* _Parts of the exercise_:
[a] According to the UWB testing excerpt, how long should the detector dwell at each frequency to obtain accurate rms readings?
[b] In the rows, rename "white sky" to "pale sky" in the part that opens with the line containing "[segment] <item>white sky</item>" and closes with the end of the rows. Return only that part, with everything else unchanged.

* _Page excerpt_:
John McCorkle, chief technologist of Freescale Semiconductor's UWB Organization, says, "Even with the proper instruments, it is easy to take too few measurements or to allow too little averaging time for rms measurements. To keep from missing narrowband spikes within bands of interest, measurements need to be spaced at 0.4times RBW-frequency intervals. To obtain accurate rms readings, the detector should dwell at each frequency for 1 msec. If you sweep the frequency instead of changing it in steps, you must set the sweep speed to meet the 1-msec averaging-time requirement. Taken together, the frequency-interval and averaging-time requirements impose a not-insignificant minimum on the time required to perform a UWB emissions test."
Washington Labs' Violette adds, "The other critical aspect of the measurement is that achieving the necessary sensitivity in the GPS bands requires painstaking technique and a very-low-noise measurement path. Also, to get the signal level above the noise, you must place the measurement antenna unusually close to the unit under test. The limits are absolutely too conservative in the GPS bands—something like 30 dB below the general-emissions limits for other FCC-regulated devices, such as computers and other unintentional emitters."
Another viewAt press time, Peter Cain, an expert on UWB testing at Agilent and the author of an application note on the subject (Reference 1), commented, "FCC testing isn't the only issue. Regulatory testing is always a subset of the RF testing that a new radio design requires. Regardless of the technology, antenna-based testing always requires attention to detail; the same principles apply to UWB as apply to other [radio] technologies.
"I agree, though, that the levels tested for UWB are low and that you must exercise care to isolate signals not related to the UWB transmitter itself. Building low-noise amplifiers into spectrum analyzers is one way instrument manufacturers can remove the uncertainty of users trying to improvise noise-reduction techniques. Still, how low the emissions have to be depends on more than the other users of the band and the regulatory requirements. Placing the UWB transmitter or receiver near any other radio device or digital device with 'rich' emissions also has an impact. You can, however, desensitize either radio's receiver if the noise floor or out-of-band rejection isn't good enough.

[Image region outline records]
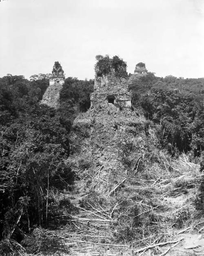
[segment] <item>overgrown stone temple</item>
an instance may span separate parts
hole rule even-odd
[[[136,161],[143,154],[138,144],[142,141],[145,145],[144,139],[136,136],[139,130],[144,130],[144,121],[131,107],[126,66],[119,58],[98,60],[91,107],[73,122],[69,161],[76,172],[81,165],[90,165],[86,170],[93,176],[97,166],[102,167],[100,184],[94,191],[106,192],[109,179],[121,182],[127,165],[133,168],[135,160],[131,159]],[[133,150],[129,154],[129,147]],[[81,188],[82,192],[92,189],[88,184]]]
[[[43,95],[41,103],[57,108],[60,106],[60,93],[64,84],[64,75],[62,66],[58,61],[53,66],[49,85]]]
[[[145,64],[142,62],[139,62],[136,65],[134,74],[136,75],[146,75],[147,70],[145,67]]]

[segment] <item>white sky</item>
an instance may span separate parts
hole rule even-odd
[[[144,62],[159,76],[204,77],[204,0],[2,0],[0,77],[93,78],[95,57]]]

* _Results of the exercise_:
[a] 1 msec

[b]
[segment] <item>pale sky</item>
an instance may span separate parts
hole rule even-odd
[[[144,62],[159,76],[204,77],[204,0],[2,0],[0,77],[93,78],[95,57]]]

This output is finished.